Exercise task:
Select every line below that contains the string "target" and copy those lines.

Listing:
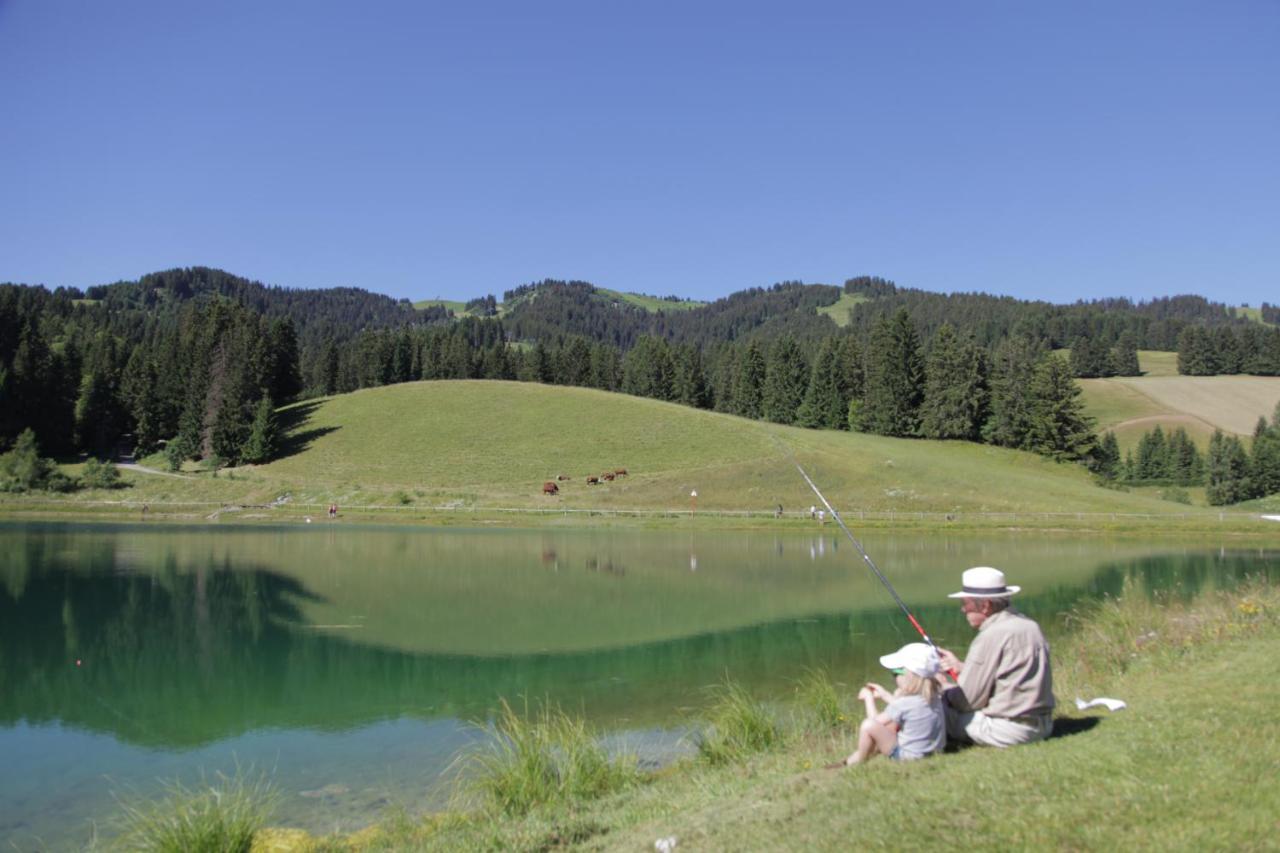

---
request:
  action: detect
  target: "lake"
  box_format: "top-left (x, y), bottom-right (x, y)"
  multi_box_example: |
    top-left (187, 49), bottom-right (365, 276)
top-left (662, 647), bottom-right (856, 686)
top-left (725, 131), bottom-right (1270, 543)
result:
top-left (0, 523), bottom-right (1280, 849)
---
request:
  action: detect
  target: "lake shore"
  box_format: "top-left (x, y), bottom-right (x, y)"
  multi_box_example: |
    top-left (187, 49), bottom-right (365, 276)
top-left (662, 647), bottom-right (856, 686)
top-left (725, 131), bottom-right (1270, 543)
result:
top-left (238, 573), bottom-right (1280, 852)
top-left (0, 496), bottom-right (1280, 539)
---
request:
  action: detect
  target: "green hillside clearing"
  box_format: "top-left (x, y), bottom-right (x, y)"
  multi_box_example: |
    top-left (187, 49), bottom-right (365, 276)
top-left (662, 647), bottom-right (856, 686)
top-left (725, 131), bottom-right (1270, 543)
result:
top-left (1079, 375), bottom-right (1280, 450)
top-left (818, 286), bottom-right (868, 325)
top-left (595, 287), bottom-right (707, 313)
top-left (413, 300), bottom-right (467, 315)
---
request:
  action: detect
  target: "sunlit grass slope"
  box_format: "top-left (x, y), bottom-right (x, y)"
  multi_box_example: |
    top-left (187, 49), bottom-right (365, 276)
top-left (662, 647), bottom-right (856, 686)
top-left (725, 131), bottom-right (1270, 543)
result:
top-left (818, 286), bottom-right (868, 325)
top-left (259, 380), bottom-right (1187, 512)
top-left (1080, 375), bottom-right (1280, 448)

Final answer:
  target: "lake"
  target: "lake shore"
  target: "green hillside clearing"
  target: "sunlit grass slope"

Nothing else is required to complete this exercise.